===== DADOS DO EXERCÍCIO =====
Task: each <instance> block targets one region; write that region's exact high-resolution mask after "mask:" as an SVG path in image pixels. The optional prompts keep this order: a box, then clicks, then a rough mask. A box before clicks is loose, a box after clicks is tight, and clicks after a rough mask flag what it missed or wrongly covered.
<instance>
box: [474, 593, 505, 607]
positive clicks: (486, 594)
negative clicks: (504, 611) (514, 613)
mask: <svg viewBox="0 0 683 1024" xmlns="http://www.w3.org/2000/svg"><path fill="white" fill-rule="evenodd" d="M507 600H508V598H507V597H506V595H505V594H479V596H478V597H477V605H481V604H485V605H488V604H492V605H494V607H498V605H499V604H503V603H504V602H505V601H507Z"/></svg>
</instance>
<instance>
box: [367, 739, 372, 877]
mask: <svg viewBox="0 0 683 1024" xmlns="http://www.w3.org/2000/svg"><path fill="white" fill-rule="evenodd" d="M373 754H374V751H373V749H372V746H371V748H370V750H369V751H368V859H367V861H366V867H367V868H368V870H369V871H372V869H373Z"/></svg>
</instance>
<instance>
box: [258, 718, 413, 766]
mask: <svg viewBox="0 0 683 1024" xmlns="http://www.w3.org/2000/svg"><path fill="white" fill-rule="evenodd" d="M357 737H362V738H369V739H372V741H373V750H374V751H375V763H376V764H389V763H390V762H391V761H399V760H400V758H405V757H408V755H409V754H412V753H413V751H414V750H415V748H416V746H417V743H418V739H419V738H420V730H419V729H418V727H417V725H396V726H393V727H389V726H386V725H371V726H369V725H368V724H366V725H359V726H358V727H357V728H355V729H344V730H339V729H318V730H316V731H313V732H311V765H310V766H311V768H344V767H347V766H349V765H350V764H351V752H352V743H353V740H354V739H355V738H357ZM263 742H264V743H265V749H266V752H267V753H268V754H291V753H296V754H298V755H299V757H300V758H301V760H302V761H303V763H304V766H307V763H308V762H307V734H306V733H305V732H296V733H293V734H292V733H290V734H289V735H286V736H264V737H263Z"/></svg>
=====
= INSTRUÇÕES DO EXERCÍCIO =
Identifique nas entradas acima cada linha em que aparece a palavra "clicks" e transcreva essas linhas integralmente.

= SUA SOLUÇÃO =
Task: each <instance> block targets one region; write that region's exact high-resolution mask after "mask:" as an SVG path in image pixels. The optional prompts keep this order: a box, then clicks, then a rough mask. A box before clicks is loose, a box after clicks is tight, and clicks after a rough mask flag what it missed or wrongly covered.
positive clicks: (486, 594)
negative clicks: (504, 611) (514, 613)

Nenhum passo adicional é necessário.